>> begin Source
TRA certainly supports the concept of a collaborative process, including issue-specific
workshops that involve the Board, U S West, and the competitive industry as participants.
TRA’s experience with such collaborative 271 processes in New York and Texas have been
quite favorable. In those states, industry collaborative workshops have resulted in a more
thorough, substantive, and conclusive record of Bell Atlantic-New York’s and Southwestern
Bell Telephone’s respective compliance with Section 271 and ultimately, in favorable state
endorsements. Nevertheless, in both New York and Texas, as well as others states such as
California, and more recently Massachusetts, a collaborative process has been initiated
only after the regional Bell operating company has submitted an application with the state
commission containing evidence of its compliance. TRA is aware of no state which has
engaged in a collaborative process, much less initiated a 271 proceeding, without the
filing of a complete 271 application by the RBOC which clearly sets forth RBOC evidence
that it has complied with the competitive checklist for interLATA market entry. Any
proposed process reviewing US West’s §271 compliance must not commence until after US
West has filed a formal §271 application with the Board.
>> end Source
>> begin Source data
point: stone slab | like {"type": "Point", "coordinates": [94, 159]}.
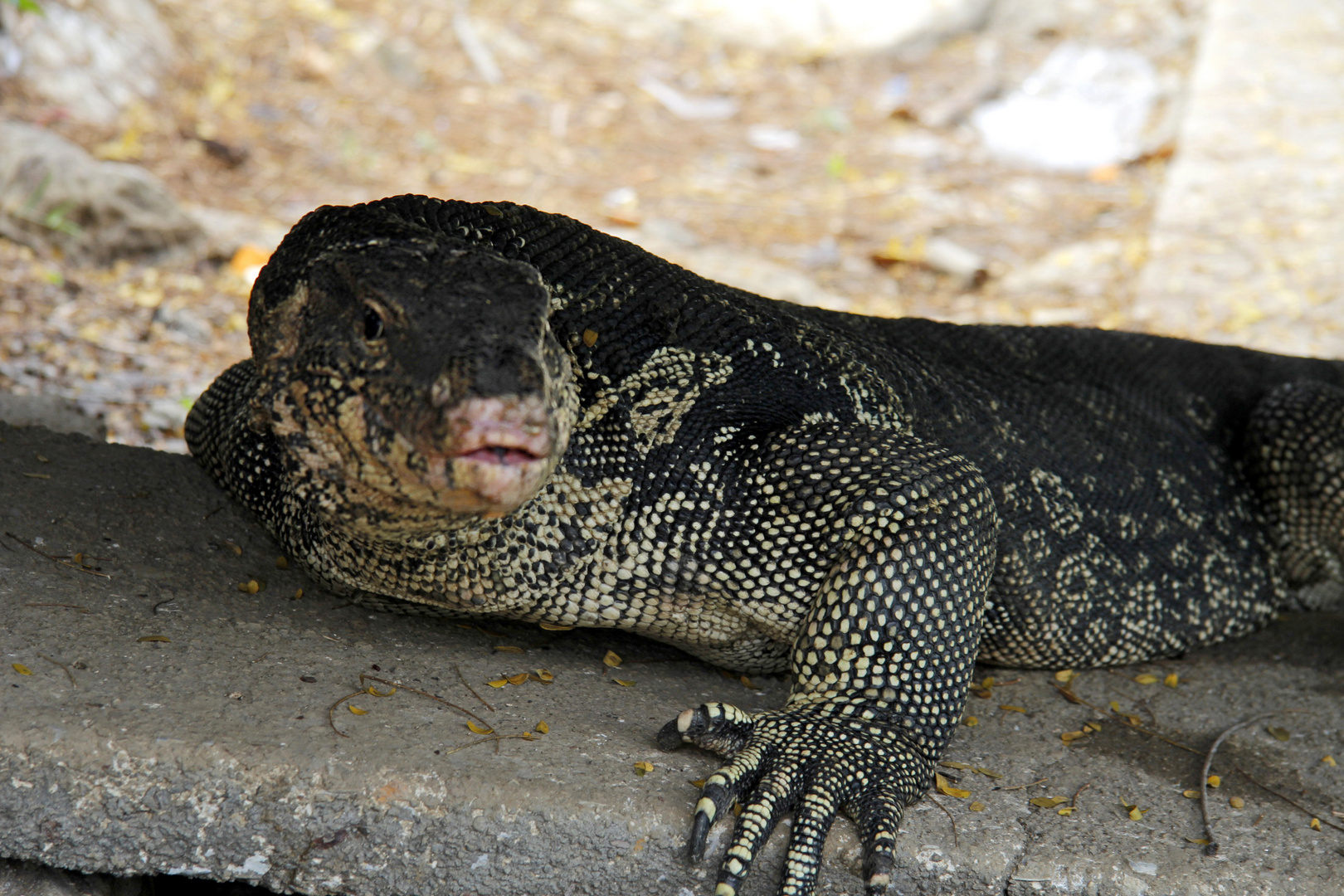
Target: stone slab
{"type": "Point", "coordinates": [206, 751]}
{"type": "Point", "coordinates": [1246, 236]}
>> end Source data
Do this: Copy the stretch of the Section 271 passage from "TRA certainly supports" through "industry as participants.", swapping "workshops" for "sessions".

Reply:
TRA certainly supports the concept of a collaborative process, including issue-specific
sessions that involve the Board, U S West, and the competitive industry as participants.